Responda com base no trecho sobre a reforma trabalhista:
1. Que projeto de lei aparece ligado à terceirização da atividade-fim?
2. Quais limites de jornada são mencionados?
3. Que problema da Previdência figura entre os itens do discurso em defesa das mudanças?

- [Trecho do documento]:
★ ★ ★

Segundo ela, o discurso que permeia a defesa das mudanças na área trabalhista é composto pelos seguintes itens: globalização da economia; avanço das novas tecnologias; competitividade; crise econômica mundial; legislação trabalhista rígida; custo trabalho e seguridade; burocracia estatal; excesso de salários e benefícios; déficit da Previdência e adequação dos gastos públicos pela perda de receitas. Por outro lado, a reforma pretendida quer impor a prevalência do negociação sobre o legislato (PL 4962/2016); a terceirização à atividade-fim (PL 4330); ampliação do programa de proteção ao emprego; jornada e salários entre 12 horas diárias e 48 horas semanais; outras modalidades de contrato de trabalho, por horas trabalhadas ou por produtividade.

★ ★ ★

[Entradas retiradas de uma coleção]
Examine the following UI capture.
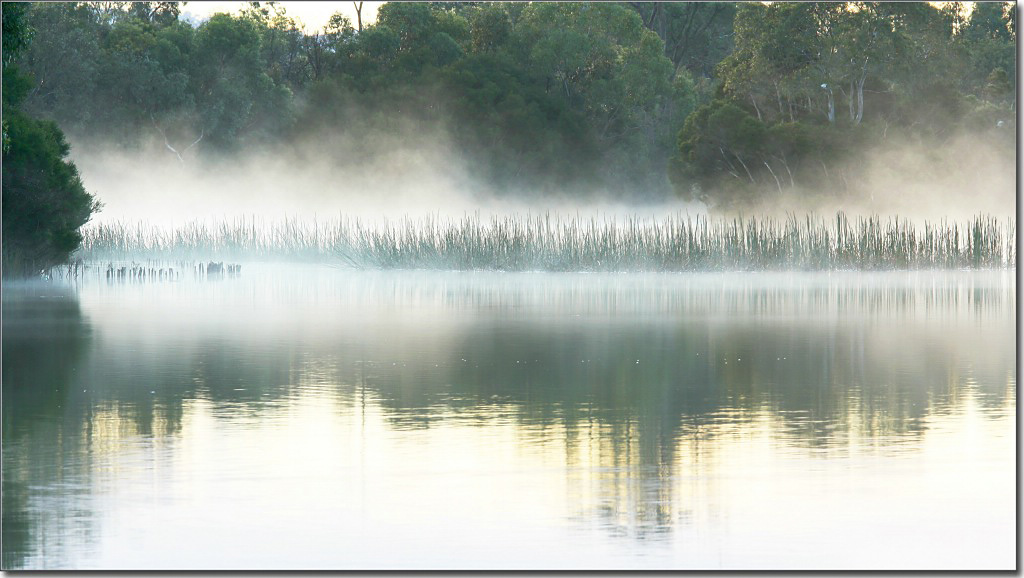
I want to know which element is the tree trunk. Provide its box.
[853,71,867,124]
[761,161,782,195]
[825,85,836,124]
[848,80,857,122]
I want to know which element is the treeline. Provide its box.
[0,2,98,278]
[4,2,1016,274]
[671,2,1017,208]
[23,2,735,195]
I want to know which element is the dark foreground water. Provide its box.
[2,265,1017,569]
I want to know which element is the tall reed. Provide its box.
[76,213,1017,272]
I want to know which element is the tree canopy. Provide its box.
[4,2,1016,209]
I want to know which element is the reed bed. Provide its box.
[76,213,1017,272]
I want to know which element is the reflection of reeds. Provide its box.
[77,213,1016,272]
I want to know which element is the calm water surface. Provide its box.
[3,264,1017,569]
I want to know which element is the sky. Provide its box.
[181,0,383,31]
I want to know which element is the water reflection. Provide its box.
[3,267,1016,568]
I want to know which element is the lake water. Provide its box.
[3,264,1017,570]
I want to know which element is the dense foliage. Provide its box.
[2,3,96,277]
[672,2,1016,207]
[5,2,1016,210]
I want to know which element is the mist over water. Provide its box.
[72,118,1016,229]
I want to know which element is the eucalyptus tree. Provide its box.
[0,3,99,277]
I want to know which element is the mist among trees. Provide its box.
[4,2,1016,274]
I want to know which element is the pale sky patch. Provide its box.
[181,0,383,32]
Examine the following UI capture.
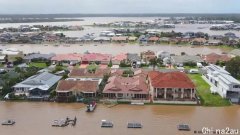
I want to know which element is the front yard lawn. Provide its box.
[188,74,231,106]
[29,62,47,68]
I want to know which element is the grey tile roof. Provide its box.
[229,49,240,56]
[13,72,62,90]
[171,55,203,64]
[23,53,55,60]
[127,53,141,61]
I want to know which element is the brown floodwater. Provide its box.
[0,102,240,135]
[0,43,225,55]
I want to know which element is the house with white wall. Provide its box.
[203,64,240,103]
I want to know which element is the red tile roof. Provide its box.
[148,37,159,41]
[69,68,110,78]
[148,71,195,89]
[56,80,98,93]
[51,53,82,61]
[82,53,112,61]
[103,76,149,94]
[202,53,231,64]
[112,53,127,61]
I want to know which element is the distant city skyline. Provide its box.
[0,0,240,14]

★ ★ ★

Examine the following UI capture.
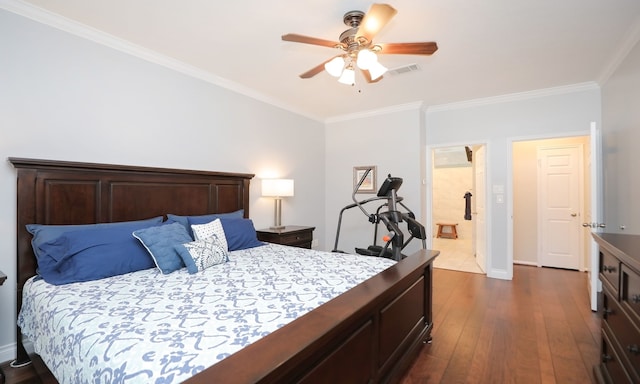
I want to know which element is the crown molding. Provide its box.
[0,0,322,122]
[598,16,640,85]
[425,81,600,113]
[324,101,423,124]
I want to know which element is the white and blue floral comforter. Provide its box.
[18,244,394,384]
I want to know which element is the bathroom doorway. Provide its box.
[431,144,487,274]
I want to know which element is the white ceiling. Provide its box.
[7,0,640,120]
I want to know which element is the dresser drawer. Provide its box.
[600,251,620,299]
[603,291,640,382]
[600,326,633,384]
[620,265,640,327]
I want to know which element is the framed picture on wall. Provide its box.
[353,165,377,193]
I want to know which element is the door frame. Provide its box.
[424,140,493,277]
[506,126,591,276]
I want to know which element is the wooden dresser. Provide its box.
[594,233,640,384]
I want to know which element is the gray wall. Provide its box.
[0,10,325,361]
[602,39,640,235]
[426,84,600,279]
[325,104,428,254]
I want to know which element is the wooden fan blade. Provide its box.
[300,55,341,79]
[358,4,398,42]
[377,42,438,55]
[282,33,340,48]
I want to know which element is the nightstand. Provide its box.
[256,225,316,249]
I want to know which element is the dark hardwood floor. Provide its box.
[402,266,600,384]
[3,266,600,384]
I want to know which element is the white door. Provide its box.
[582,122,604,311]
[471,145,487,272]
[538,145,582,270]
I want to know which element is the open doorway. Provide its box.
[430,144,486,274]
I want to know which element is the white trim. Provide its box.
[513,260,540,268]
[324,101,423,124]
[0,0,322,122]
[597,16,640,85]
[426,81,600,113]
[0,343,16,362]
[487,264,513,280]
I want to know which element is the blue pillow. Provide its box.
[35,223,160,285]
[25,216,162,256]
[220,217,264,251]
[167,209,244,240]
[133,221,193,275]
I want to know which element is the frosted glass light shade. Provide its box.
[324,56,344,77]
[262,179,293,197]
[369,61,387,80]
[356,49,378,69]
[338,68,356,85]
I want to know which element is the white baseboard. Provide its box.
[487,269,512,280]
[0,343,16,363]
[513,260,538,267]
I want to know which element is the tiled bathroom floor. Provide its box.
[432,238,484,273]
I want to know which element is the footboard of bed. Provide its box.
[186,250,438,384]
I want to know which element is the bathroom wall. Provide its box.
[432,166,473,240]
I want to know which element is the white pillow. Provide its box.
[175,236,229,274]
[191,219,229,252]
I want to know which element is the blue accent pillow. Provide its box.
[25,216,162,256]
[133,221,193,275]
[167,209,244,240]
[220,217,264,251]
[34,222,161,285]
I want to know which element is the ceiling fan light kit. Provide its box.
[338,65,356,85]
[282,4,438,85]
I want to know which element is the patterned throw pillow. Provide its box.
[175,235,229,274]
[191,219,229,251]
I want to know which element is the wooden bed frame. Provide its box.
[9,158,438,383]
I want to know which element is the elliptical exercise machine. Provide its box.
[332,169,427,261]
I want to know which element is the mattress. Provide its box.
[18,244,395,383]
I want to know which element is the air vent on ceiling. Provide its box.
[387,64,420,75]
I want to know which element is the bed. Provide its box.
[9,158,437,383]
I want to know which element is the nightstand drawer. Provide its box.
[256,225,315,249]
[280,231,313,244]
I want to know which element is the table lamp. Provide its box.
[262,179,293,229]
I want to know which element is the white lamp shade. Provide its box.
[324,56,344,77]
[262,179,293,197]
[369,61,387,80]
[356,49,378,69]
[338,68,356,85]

★ ★ ★

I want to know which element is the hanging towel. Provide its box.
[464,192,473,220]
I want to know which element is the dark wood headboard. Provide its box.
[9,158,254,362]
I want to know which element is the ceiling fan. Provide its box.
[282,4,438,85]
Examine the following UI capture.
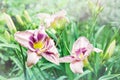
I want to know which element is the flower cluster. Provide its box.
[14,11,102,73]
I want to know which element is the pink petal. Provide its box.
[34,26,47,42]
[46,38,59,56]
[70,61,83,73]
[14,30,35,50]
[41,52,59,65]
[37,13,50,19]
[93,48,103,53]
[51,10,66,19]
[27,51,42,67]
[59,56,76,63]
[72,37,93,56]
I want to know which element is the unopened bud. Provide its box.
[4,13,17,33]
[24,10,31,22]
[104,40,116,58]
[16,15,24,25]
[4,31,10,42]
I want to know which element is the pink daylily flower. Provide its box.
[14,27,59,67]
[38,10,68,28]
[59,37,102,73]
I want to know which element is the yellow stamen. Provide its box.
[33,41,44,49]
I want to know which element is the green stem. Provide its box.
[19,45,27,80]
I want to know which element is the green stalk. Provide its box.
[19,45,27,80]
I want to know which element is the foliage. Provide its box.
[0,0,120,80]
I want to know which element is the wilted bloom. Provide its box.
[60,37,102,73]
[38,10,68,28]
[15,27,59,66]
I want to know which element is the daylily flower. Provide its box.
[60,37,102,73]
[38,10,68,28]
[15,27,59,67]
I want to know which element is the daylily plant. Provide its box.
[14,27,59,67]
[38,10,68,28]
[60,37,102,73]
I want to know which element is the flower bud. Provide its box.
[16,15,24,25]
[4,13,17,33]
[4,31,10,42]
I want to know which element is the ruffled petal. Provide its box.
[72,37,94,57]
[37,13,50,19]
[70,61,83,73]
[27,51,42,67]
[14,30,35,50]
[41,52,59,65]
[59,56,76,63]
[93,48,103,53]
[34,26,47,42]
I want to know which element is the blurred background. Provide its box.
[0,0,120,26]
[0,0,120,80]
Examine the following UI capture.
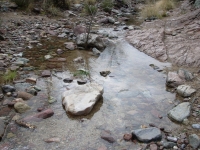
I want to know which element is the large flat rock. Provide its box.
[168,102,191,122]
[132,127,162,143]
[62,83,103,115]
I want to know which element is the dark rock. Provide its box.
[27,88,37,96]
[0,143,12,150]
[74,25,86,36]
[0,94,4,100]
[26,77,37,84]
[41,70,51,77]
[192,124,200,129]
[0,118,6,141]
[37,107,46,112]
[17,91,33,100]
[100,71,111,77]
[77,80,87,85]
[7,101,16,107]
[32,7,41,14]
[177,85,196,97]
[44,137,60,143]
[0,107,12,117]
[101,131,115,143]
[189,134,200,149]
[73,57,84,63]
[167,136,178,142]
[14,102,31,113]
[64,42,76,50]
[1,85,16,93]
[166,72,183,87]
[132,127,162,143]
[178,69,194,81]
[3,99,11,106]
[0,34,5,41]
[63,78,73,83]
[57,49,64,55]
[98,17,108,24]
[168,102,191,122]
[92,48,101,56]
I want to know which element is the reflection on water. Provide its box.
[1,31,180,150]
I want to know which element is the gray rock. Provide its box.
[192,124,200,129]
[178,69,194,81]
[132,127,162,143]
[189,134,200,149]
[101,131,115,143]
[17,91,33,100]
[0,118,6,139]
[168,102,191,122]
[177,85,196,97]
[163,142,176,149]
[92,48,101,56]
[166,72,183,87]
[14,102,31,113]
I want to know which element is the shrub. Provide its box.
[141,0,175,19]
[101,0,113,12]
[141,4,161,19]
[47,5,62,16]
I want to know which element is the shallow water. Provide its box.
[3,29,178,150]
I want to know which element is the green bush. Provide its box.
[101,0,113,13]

★ ★ ★

- [Resolução]:
1. O PL 4330.
2. 12 horas diárias e 48 horas semanais.
3. O déficit da Previdência.